§ **YOUR TASK**:
Collect every line of the material below that contains the string "wall", and copy each one out in full.

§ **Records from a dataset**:

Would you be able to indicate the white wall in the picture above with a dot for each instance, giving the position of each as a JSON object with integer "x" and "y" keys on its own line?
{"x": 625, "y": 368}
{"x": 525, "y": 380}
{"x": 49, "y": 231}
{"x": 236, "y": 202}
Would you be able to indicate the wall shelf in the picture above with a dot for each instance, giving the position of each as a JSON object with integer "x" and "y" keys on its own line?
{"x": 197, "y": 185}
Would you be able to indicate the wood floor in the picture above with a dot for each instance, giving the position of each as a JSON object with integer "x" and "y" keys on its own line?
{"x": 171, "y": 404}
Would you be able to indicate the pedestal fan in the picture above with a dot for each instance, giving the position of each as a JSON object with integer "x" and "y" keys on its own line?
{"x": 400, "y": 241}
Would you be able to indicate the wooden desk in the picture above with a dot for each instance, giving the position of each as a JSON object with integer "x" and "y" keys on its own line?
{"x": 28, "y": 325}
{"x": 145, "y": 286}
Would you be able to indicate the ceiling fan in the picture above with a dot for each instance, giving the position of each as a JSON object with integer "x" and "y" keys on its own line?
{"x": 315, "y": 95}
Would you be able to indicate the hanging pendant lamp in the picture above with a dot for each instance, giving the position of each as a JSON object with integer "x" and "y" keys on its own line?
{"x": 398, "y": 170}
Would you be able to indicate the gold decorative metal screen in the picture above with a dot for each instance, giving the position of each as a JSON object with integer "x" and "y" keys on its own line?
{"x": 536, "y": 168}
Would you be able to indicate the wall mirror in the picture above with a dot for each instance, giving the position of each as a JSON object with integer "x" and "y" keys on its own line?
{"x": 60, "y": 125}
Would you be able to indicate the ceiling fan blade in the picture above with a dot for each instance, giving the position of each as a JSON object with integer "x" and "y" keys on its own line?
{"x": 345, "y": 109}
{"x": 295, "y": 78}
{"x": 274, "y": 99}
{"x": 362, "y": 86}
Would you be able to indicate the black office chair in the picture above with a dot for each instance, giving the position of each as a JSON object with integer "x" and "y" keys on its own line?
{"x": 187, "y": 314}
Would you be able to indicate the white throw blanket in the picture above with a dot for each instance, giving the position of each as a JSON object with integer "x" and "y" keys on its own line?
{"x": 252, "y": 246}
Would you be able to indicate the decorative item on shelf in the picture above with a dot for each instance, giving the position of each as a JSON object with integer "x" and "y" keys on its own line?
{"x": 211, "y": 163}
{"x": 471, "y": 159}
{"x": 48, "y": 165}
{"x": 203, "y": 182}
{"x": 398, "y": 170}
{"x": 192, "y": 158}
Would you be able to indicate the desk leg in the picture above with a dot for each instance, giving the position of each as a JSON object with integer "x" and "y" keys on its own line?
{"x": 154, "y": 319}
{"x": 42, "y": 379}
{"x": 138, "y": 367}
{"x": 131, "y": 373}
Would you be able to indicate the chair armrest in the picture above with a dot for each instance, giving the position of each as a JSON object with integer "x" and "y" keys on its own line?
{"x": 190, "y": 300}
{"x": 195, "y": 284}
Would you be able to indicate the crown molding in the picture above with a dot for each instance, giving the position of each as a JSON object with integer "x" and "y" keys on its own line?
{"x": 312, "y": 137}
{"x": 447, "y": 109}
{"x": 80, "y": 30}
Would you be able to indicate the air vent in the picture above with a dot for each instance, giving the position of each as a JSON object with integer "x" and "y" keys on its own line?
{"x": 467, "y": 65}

==

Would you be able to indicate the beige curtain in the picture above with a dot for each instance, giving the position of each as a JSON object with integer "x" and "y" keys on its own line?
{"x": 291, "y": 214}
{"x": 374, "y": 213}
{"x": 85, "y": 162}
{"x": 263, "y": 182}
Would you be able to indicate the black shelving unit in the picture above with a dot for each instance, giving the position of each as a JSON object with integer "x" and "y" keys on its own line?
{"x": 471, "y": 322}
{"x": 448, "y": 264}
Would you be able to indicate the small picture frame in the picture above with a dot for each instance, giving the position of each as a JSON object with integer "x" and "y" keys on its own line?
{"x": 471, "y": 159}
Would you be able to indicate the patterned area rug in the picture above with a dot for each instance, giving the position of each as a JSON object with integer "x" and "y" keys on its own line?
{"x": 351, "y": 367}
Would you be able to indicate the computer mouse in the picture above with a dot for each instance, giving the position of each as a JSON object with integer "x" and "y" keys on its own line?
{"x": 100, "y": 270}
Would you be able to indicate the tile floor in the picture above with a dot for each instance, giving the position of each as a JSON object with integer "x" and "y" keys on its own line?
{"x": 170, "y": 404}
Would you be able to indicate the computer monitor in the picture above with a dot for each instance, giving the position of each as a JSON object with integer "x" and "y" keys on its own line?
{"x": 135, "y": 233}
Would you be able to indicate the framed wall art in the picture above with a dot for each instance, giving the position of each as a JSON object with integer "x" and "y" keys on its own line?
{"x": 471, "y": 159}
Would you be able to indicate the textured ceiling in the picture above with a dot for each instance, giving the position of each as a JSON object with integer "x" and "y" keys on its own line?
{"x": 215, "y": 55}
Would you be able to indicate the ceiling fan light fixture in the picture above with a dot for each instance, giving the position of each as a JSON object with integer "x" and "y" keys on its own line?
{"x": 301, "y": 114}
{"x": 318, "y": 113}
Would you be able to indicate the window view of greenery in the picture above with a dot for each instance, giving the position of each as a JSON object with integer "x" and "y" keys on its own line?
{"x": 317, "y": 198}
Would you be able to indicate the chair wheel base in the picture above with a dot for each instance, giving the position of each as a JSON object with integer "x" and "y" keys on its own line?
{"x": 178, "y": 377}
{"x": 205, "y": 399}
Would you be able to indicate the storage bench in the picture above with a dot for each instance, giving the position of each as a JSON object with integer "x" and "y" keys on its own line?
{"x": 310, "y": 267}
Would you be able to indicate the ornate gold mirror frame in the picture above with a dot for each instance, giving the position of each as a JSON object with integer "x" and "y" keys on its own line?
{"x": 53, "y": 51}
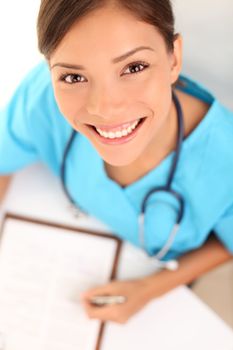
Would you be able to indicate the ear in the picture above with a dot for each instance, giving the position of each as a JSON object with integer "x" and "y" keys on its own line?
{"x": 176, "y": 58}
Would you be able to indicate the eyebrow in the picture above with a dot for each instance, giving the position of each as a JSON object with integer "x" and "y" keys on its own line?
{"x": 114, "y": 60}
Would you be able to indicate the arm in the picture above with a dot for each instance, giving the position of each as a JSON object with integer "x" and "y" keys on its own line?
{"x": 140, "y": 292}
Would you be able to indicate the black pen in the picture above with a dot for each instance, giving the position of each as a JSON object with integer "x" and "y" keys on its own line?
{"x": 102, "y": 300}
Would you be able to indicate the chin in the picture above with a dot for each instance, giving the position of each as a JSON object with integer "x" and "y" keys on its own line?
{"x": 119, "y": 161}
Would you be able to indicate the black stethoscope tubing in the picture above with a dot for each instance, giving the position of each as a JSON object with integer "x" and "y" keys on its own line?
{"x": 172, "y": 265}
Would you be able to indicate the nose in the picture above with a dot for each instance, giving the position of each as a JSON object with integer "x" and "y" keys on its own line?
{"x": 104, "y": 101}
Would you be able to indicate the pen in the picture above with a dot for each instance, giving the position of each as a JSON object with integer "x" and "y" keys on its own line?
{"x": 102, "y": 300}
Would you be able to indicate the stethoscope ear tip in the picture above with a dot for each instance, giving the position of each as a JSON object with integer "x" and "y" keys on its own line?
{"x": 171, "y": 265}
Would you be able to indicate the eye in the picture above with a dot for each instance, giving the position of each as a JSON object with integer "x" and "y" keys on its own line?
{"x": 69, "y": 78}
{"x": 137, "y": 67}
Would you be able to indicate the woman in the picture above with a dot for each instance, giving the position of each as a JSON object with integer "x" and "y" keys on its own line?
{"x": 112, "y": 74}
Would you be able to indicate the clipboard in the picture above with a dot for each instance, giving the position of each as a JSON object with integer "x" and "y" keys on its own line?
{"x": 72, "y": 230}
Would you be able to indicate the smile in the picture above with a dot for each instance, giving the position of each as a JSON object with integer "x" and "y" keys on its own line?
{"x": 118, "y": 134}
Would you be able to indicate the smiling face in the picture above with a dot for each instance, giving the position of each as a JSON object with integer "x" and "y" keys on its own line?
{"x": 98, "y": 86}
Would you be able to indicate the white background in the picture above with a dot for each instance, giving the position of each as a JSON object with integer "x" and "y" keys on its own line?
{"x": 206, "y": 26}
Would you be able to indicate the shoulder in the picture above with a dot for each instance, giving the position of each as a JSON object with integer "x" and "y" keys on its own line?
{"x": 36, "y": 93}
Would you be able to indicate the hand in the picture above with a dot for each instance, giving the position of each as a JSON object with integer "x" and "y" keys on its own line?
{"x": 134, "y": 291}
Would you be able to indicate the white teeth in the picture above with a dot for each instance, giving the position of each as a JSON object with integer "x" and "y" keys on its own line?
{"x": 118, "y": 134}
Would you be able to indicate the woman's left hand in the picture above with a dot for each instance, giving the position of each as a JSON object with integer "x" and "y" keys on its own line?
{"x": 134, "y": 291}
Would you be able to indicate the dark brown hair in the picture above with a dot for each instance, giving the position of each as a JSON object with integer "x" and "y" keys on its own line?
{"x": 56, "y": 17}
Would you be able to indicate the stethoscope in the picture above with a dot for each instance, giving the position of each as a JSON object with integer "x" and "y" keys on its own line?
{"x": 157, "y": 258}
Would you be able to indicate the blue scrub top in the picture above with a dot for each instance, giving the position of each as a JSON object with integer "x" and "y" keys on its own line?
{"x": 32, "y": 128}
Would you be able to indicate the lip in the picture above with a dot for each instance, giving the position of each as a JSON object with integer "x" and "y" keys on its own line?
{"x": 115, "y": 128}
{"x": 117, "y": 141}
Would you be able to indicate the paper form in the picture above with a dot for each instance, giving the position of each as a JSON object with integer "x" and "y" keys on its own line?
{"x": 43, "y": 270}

§ **COMPLETED EXERCISE**:
Would you be able to indicate the white wall in the picture above with a dot for each instance, giving the position of each as a JSON object with integer "x" and "y" keys on its own line?
Would you be able to indicate the wall shelf in the picture above with a dot for each instance, giving the position of each as a JSON object with integer "x" and "y" keys on its own line?
Would you be able to indicate the wall mirror in the picture above with a dot for each instance, giving the position of each as a JSON object with integer "x" and "y" keys on its own line?
Would you be able to indicate the framed wall art in the picture above with a dot for each instance, giving the position of each as a JSON object with integer "x" and "y" keys on its own line?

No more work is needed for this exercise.